**Activity**
Output every line of the data exactly as it appears.

----- Records supplied

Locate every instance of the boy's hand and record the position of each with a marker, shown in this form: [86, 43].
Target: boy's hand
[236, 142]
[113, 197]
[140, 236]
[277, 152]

----------

**Answer section**
Locate every instance of the boy's hand and record the position of each with a marker, shown in this form: [86, 43].
Target: boy's hand
[236, 142]
[113, 197]
[140, 236]
[277, 152]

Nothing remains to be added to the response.